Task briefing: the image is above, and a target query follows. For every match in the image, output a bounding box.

◇ ◇ ◇

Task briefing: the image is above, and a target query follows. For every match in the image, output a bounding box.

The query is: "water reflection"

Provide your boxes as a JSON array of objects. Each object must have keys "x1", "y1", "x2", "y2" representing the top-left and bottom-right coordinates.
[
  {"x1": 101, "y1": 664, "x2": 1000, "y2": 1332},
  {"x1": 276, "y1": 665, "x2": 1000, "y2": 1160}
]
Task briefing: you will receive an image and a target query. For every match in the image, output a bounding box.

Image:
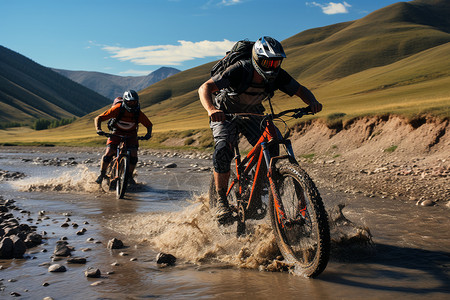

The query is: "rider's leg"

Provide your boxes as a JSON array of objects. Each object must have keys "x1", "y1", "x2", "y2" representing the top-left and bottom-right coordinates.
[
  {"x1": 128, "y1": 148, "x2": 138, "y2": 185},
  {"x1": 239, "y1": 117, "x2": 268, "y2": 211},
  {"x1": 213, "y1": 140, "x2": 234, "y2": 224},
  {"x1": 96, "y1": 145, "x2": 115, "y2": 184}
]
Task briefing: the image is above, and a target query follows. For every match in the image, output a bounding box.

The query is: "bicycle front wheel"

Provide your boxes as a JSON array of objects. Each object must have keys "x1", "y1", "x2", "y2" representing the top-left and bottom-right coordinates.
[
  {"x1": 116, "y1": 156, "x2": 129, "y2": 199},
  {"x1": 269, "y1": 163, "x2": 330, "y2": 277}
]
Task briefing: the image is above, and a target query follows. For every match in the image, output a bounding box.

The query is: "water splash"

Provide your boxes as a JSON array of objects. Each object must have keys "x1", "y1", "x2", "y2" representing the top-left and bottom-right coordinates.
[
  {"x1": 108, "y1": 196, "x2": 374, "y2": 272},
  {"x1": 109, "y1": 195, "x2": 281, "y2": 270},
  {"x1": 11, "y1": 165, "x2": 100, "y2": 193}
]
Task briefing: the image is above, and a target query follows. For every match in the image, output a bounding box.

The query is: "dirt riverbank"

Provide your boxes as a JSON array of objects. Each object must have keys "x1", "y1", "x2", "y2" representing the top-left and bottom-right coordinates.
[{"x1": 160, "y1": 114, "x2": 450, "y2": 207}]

◇ ◇ ◇

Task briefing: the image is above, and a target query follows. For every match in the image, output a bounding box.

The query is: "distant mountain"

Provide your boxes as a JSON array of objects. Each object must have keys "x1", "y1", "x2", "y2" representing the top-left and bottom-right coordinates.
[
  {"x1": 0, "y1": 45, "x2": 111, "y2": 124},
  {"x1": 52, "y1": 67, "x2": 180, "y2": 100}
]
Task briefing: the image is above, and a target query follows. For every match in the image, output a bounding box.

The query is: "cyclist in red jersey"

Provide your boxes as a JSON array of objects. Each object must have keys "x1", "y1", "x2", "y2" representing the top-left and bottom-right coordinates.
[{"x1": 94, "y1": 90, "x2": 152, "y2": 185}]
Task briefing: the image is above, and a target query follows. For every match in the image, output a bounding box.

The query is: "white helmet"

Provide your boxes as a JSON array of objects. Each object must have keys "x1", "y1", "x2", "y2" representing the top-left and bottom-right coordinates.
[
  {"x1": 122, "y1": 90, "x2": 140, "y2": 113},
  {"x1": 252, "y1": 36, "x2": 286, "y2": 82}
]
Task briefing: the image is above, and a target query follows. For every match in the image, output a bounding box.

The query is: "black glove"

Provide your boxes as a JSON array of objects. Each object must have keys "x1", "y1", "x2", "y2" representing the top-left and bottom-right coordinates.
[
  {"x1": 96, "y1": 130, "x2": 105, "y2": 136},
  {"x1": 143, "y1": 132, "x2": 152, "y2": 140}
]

◇ ◇ ◇

**Description of the task**.
Look through the records for the string "water". Copy every line that has it.

**Solution below**.
The query is: "water reflection"
The query is: "water splash"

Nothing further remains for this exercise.